* **WORK TO BE COMPLETED**
Restate each of the lines given below, word for word.
* begin *
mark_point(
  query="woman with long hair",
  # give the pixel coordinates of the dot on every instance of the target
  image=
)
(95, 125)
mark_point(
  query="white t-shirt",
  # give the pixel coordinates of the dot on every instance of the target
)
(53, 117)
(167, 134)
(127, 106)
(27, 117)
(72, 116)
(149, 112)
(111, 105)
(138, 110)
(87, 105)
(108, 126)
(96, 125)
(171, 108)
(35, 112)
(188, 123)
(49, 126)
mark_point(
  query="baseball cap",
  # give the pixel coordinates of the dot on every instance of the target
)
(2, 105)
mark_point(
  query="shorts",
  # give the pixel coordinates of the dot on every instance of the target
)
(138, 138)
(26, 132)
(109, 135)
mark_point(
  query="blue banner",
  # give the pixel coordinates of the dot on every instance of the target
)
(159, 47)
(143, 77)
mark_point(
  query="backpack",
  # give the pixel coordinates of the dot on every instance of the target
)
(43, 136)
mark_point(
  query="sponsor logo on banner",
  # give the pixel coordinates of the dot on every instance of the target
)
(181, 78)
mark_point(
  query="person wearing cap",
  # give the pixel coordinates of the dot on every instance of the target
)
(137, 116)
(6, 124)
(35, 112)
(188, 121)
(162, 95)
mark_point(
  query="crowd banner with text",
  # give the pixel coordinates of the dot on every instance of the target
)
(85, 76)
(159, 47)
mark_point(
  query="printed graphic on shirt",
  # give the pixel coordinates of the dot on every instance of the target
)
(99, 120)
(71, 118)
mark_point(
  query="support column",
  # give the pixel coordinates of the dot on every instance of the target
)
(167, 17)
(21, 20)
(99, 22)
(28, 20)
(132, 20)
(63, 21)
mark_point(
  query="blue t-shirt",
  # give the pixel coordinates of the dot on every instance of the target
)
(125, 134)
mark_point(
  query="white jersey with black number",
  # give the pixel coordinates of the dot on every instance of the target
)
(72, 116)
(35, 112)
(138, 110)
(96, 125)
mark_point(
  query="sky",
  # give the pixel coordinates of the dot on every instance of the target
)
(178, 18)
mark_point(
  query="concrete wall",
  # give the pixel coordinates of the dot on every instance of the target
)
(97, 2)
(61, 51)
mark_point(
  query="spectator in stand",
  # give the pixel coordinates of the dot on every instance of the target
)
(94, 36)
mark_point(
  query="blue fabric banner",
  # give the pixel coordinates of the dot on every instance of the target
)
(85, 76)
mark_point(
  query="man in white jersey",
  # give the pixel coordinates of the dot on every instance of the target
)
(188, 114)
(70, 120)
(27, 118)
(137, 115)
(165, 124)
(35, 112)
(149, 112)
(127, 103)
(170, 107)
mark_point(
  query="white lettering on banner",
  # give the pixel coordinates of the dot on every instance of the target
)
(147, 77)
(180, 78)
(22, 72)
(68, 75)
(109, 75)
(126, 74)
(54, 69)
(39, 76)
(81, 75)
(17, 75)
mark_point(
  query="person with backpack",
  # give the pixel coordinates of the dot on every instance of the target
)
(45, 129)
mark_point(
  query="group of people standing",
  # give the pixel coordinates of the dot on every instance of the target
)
* end *
* **WRITTEN REPLY**
mark_point(
  query="woman with long hair",
  # give the pixel coordinates of the dot on every instance of the target
  image=
)
(95, 125)
mark_point(
  query="white t-shirt",
  # give the pixel coordinates of the dot on every instance of the target
)
(53, 117)
(167, 134)
(127, 106)
(27, 117)
(72, 116)
(149, 112)
(111, 105)
(138, 110)
(87, 105)
(108, 126)
(96, 125)
(171, 108)
(35, 112)
(188, 123)
(49, 126)
mark_point(
  query="baseball cap",
  # give the pixel coordinates of the dot on every instance of the target
)
(2, 105)
mark_point(
  query="shorts",
  # give the pixel coordinates of the dot on every instance of the target
)
(138, 138)
(26, 132)
(109, 135)
mark_point(
  query="blue banner",
  # give the pixel coordinates of the dot on every instance of the target
)
(159, 47)
(143, 77)
mark_point(
  query="backpack",
  # give the pixel coordinates of the dot on every instance of the target
)
(43, 136)
mark_point(
  query="sponsor logo on banner",
  # give the pixel coordinates of the dot on every instance of the target
)
(181, 78)
mark_point(
  query="person wearing cap",
  # give the pixel coordinates of the dot on every instance of the target
)
(137, 116)
(6, 124)
(35, 112)
(188, 121)
(162, 95)
mark_point(
  query="crowd banner with text",
  # give the pixel coordinates of the dot on every instance of the target
)
(85, 76)
(159, 47)
mark_point(
  query="printed graphic on shirt",
  # give the pixel coordinates of the dot on every instance of the target
)
(99, 120)
(71, 118)
mark_point(
  query="support column",
  # give the pixel coordinates of the dot on every instance of the target
)
(167, 17)
(21, 20)
(99, 22)
(28, 20)
(132, 20)
(63, 21)
mark_point(
  query="blue t-shirt",
  # give the pixel coordinates of the dot on every instance of the target
)
(125, 134)
mark_point(
  query="white jersey with black number",
  # give the pixel coordinates of the dot on every instance of the target
)
(72, 116)
(35, 112)
(138, 110)
(96, 125)
mark_point(
  query="sky",
  # give the pixel coordinates of the dot on every instance of the target
)
(178, 18)
mark_point(
  query="concrete wall",
  # give the pixel coordinates of the dot on every instance of the target
)
(97, 2)
(61, 51)
mark_point(
  query="spectator in stand",
  # give the pixel coordinates of the dot on every instance of the target
)
(94, 36)
mark_point(
  query="blue fabric banner",
  # give the pixel coordinates of the dot on every instance of the target
)
(85, 76)
mark_point(
  query="man in white jersey",
  # give the pixel coordinates of the dot on every instance of the target
)
(188, 114)
(70, 120)
(27, 118)
(137, 115)
(165, 124)
(35, 112)
(149, 112)
(127, 103)
(170, 107)
mark_point(
  query="white lettering on banner",
  # give the pixel coordinates of the dot on every instance of the target
)
(147, 77)
(180, 78)
(22, 72)
(68, 75)
(109, 75)
(126, 74)
(54, 69)
(39, 76)
(81, 75)
(17, 75)
mark_point(
  query="person with backpack",
  # give the pixel coordinates of the dot on every instance of the target
)
(45, 129)
mark_point(
  query="group of people standing",
  # give the pixel coordinates of the dot on every instance of the target
)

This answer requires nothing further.